* OBJECTIF VISÉ 1
Dans l’extrait sur Jan Karski, reprenez sous forme de liste courte le paragraphe qui commence par « Il y a eu d’autres résistants ». Gardez ses faits principaux.
* OBJECTIF VISÉ 2
Prolongez l’extrait sur Jan Karski en enchaînant sur sa dernière phrase.

* EXTRAIT FOURNI

^^^^

Il y a eu d’autres résistants, d’autres consciences en alerte. La Pologne a décidé d’honorer cette année la mémoire de Jan Karski (Jan Kozielewski de son vrai nom), citoyen d’honneur d’Israël, Juste parmi les nations.
Il n’y a pas de hasards, il y a des signes.
Un ancien conseiller du président américain Jimmy Carter déclarait le 8 janvier dernier au parlement européen, à l’occasion d’un séminaire-hommage au résistant catholique : « La leçon contemporaine que nous a léguée Jan Karski nous enseigne … qu’il faut toujours faire preuve de courage et de responsabilité chaque fois que nous sommes face à l’injustice… Combat qui est loin d’être terminé … Il y a encore beaucoup de travail à faire ».

^^^^

* DONNÉES FOURNIES
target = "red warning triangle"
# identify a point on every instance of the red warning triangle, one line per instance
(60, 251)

^^^^

* RÉSULTAT 1
- Il y a eu d’autres résistants et d’autres consciences en alerte.
- Cette année, la Pologne honore la mémoire de Jan Karski, de son vrai nom Jan Kozielewski.
- Il est citoyen d’honneur d’Israël et Juste parmi les nations.

* RÉSULTAT 2
Le quotidien israélien Haaretz a rappelé récemment (article de Roman Frister du 12 décembre 2013) que Karski, prisonnier des Soviétiques en 1939, avait réussi à s’évader puis à entrer dans la résistance polonaise et, à ce titre, parvint à développer un réseau de renseignement en liaison avec son gouvernement exilé en France puis à Londres. De nouveau arrêté par la Gestapo en Slovaquie en 1942, il s’échappa encore et entra dans le bureau d’information et de propagande de l’Armia Krajowa (AK), la plus importante organisation de résistance intérieure pendant la seconde guerre mondiale.
Parmi les opérations à grande échelle de l’AK, on trouve les soulèvements de Lwow ou de Vilno et surtout l’héroïque insurrection du ghetto de Varsovie. Chargé de fournir des armes et de s’infiltrer à l’intérieur du ghetto, un Corps de Sécurité de l’AK (korpus bezpieczeństwa ou KB) a pris une part directe au combat auprès des insurgés. L’Armia Krajowa a créé, d’autre part, une filière d’aide aux civils juifs appelée Commission Zegota. Chargée, par exemple, de trouver des cachettes et des placements en orphelinat ou dans des familles catholiques polonaises, Zegota a sauvé la vie de 100 000 Juifs polonais dont 2500 enfants.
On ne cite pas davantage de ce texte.